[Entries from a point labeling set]

- - -

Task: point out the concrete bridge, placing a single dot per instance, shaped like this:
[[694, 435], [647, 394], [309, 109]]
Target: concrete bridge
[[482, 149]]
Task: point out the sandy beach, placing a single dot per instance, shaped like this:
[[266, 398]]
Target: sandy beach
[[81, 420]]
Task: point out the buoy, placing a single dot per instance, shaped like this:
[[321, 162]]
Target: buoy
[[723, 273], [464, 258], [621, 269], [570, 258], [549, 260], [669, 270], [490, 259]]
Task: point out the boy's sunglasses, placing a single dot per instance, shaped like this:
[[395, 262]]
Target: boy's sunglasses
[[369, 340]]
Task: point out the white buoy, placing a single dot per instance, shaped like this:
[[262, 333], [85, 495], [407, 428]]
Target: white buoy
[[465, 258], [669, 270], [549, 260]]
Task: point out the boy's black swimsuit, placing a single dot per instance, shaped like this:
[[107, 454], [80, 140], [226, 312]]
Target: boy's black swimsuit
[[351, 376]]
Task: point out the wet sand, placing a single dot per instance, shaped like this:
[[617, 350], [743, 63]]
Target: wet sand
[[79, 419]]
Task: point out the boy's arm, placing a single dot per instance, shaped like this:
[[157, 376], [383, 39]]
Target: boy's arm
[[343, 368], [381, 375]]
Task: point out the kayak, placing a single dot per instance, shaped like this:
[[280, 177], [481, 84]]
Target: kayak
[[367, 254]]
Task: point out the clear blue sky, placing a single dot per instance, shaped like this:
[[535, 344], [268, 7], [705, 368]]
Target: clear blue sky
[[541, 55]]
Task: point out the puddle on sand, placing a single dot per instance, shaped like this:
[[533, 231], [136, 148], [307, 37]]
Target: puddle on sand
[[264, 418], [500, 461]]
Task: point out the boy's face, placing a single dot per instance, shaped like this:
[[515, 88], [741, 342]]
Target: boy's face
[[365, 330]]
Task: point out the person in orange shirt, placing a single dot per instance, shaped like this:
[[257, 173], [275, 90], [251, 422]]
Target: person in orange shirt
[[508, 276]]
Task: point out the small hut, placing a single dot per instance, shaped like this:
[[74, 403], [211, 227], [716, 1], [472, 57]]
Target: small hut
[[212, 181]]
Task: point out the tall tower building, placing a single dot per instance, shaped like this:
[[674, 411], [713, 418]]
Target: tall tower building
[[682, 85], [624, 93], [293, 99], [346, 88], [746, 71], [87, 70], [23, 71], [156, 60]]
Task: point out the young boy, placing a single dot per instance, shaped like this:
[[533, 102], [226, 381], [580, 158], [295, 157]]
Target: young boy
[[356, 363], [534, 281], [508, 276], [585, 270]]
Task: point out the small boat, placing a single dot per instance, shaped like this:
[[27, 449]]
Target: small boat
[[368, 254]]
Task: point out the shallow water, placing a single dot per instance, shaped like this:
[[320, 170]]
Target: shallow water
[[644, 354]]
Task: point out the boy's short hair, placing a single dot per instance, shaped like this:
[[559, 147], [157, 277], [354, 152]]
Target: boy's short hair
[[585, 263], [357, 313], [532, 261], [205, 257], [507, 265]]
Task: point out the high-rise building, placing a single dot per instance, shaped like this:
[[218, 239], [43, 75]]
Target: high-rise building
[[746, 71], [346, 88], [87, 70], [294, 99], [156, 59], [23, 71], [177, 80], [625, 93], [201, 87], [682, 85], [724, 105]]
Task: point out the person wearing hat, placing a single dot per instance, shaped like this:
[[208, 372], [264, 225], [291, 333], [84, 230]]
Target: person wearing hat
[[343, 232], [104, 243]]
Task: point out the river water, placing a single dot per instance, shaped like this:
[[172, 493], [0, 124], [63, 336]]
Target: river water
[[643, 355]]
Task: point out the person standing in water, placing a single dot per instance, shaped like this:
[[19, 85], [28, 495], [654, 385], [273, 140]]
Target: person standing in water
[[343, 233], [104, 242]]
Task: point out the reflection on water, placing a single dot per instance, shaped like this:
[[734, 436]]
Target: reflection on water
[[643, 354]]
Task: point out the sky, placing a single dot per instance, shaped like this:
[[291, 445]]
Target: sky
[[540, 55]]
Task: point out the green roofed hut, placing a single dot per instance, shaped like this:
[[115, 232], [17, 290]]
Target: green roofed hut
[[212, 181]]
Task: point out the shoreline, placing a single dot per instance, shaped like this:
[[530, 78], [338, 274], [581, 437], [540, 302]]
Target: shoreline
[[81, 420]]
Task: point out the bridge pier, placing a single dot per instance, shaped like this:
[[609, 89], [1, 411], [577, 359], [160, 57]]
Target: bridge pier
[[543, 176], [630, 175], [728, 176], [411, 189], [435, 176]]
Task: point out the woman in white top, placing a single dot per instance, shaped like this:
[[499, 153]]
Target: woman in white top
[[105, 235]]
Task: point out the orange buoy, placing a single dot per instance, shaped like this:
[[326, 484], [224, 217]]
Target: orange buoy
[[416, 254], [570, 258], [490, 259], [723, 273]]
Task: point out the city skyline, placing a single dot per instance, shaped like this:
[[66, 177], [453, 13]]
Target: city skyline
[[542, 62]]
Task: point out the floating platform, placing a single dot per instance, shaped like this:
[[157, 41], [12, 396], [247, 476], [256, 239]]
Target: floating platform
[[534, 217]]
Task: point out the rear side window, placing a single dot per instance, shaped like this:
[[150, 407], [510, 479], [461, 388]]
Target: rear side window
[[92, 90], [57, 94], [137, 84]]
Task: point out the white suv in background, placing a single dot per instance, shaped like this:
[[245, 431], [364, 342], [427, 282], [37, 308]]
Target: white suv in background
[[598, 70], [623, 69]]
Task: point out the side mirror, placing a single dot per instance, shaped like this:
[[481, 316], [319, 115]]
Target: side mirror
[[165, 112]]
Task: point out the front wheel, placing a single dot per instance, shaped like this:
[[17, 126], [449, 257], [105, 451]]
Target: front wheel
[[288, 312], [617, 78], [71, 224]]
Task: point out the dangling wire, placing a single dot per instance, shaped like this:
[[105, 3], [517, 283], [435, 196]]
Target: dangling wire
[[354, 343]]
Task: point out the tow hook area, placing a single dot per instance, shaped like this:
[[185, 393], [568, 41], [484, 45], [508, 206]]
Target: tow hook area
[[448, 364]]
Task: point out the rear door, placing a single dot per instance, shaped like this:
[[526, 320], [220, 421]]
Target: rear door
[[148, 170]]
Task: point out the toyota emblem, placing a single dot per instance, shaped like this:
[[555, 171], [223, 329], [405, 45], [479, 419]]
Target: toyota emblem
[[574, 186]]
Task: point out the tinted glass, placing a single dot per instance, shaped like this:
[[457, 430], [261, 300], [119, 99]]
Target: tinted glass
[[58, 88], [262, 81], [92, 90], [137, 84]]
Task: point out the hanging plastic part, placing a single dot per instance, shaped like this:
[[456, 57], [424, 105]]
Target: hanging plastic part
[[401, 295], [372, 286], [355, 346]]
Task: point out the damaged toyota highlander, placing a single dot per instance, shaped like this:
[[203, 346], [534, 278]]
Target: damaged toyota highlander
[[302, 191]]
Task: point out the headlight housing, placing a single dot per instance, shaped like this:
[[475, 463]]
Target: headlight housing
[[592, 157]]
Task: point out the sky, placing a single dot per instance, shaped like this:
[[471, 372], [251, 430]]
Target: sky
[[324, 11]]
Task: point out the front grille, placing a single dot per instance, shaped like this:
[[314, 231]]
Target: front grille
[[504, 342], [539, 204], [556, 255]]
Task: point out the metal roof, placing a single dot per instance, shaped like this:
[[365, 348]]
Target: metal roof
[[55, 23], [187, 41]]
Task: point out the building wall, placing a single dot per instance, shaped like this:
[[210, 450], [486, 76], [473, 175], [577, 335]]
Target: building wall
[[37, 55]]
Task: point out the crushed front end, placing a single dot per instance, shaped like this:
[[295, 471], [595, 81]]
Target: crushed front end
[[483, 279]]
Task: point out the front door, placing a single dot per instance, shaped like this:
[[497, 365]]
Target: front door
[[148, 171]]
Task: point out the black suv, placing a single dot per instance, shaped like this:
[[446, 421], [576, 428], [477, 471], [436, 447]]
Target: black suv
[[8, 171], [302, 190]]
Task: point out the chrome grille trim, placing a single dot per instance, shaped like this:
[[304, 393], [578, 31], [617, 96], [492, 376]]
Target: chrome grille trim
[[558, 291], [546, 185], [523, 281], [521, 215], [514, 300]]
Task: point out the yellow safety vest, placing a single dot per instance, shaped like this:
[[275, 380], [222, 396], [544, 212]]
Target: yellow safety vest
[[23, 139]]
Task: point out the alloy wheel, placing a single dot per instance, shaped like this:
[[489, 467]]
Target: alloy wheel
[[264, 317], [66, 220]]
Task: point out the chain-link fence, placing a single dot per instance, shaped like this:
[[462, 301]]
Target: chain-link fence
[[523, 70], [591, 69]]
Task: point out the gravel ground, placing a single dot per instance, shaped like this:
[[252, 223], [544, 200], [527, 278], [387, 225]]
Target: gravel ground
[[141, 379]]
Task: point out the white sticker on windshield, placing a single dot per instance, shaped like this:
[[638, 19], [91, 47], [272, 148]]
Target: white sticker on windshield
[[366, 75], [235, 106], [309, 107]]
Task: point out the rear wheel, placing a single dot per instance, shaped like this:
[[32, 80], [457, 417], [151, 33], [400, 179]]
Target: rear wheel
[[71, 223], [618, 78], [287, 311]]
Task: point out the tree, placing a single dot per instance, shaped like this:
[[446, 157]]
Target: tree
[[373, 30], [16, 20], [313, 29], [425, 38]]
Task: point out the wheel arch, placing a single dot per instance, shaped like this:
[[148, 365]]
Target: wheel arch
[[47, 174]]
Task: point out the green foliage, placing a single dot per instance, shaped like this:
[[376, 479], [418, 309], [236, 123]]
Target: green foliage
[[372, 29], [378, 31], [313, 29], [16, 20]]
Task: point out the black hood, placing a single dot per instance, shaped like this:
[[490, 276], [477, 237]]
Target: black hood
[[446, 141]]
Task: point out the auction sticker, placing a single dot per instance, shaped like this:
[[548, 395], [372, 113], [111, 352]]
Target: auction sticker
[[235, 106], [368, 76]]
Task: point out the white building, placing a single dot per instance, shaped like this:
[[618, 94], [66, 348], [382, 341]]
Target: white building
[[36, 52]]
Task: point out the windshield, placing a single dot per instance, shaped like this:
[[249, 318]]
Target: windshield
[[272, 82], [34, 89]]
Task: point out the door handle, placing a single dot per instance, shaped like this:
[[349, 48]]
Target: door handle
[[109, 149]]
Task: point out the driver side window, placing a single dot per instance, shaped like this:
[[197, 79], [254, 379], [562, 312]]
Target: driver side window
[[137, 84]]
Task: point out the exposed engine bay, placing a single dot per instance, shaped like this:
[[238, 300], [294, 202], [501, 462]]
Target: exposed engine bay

- - -

* WHAT TO WORK ON: Reproduce the entries starting at the line containing "Task: point out the white building, placing" and ending at the line containing "[[109, 149]]", both included, with the requests unchanged. Multiply each answer coordinate by 1.3 and round to the nearest whole number, halves up, but leave the coordinates in the format samples as they are.

* TASK SOLUTION:
Task: point out the white building, placing a single dot per instance, shaped like this:
[[618, 94], [66, 348], [382, 341]]
Target: white building
[[47, 68]]
Task: point out the windshield, placing a single dot per instance, shaped like this:
[[249, 318]]
Target: windshield
[[354, 107], [44, 116]]
Task: point out the door handle, placing a single dot per instance, shaped like this:
[[349, 48]]
Target: door handle
[[142, 194]]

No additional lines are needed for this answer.